>>>

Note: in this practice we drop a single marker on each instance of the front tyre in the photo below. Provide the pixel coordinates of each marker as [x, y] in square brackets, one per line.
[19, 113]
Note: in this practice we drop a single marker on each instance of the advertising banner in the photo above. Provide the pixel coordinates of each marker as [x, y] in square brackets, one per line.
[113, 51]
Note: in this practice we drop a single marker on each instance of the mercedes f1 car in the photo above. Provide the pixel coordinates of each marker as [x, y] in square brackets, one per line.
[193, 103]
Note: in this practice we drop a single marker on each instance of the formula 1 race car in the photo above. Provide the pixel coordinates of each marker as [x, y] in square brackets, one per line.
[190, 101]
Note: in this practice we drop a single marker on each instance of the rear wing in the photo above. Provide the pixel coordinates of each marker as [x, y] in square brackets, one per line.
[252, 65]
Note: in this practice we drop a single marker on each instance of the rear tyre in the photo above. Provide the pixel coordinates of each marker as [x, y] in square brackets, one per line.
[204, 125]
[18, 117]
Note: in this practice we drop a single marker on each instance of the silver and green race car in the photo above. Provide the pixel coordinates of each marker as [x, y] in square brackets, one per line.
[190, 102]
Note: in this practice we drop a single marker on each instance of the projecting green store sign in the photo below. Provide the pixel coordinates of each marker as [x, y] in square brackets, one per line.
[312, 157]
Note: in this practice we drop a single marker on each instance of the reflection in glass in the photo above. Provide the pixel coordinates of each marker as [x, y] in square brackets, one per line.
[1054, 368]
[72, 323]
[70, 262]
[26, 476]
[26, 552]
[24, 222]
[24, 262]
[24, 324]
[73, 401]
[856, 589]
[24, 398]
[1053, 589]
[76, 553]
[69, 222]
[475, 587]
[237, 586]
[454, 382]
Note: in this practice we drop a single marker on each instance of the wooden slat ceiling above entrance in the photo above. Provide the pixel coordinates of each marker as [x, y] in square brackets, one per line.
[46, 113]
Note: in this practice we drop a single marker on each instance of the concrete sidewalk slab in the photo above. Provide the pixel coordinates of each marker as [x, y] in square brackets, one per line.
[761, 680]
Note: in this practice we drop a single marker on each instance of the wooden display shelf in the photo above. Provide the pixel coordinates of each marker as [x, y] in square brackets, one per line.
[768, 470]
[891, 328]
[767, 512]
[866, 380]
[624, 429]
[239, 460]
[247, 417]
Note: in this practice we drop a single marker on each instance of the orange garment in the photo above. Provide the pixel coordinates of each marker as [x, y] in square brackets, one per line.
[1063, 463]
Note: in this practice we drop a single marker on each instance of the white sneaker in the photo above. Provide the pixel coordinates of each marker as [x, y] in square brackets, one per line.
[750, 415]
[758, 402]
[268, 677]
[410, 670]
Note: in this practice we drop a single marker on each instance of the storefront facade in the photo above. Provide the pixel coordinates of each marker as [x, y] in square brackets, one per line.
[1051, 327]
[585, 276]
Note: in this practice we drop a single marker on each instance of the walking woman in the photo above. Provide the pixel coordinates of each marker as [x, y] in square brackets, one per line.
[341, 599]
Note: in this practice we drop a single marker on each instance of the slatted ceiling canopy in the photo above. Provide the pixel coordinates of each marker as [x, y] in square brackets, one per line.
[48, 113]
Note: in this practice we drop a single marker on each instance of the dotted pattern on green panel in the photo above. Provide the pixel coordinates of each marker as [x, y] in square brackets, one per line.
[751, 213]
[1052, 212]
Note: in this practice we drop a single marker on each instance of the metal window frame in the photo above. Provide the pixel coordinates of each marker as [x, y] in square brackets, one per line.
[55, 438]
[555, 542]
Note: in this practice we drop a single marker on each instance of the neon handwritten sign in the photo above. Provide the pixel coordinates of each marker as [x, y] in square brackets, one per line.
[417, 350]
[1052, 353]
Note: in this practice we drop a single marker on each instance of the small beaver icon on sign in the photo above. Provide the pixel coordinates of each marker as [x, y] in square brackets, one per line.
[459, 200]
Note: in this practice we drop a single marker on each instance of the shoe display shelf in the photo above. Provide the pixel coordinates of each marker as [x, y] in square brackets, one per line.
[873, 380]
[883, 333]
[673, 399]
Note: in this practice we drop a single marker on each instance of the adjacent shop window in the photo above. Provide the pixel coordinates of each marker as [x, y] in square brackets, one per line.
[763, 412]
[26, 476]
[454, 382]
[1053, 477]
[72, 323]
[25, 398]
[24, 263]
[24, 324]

<<<

• _Request_: Return the lines beginning at the one that contains "of the metal" and continuing through the last line of the data, exactly as they stand and without any others.

• _Response_:
Note: in this practice we drop a single marker on each instance of the metal window frame in the photo above. Provide the pixel coordinates of each marker as [x, y] in square brackets, one per line.
[55, 438]
[555, 542]
Note: in this practice we drop a single marker on each instance of the neon handwritten sign in the photo above. Provide the pixel coordinates of each marker as [x, y] in square brackets, one per line.
[417, 350]
[1052, 353]
Note: in this practice we drop a single marker on each instance of the small beaver icon on sign in the photo above. Provide the pixel coordinates of each marker as [x, y] in square brackets, one per line.
[459, 200]
Note: in this practice we drop a single marker on each instance of the shoe display shelf in the photo above. Provide the pixel coordinates of each marker as [x, y] in square brackets, one per line.
[873, 380]
[883, 333]
[673, 399]
Note: in this practice we drop a single marker on each instance of the adjacent shop window in the photo above. Provide the pixel coordinates of each marker as [x, y] in square brackets, one per line.
[763, 412]
[26, 476]
[454, 382]
[1053, 477]
[72, 323]
[25, 398]
[24, 263]
[24, 324]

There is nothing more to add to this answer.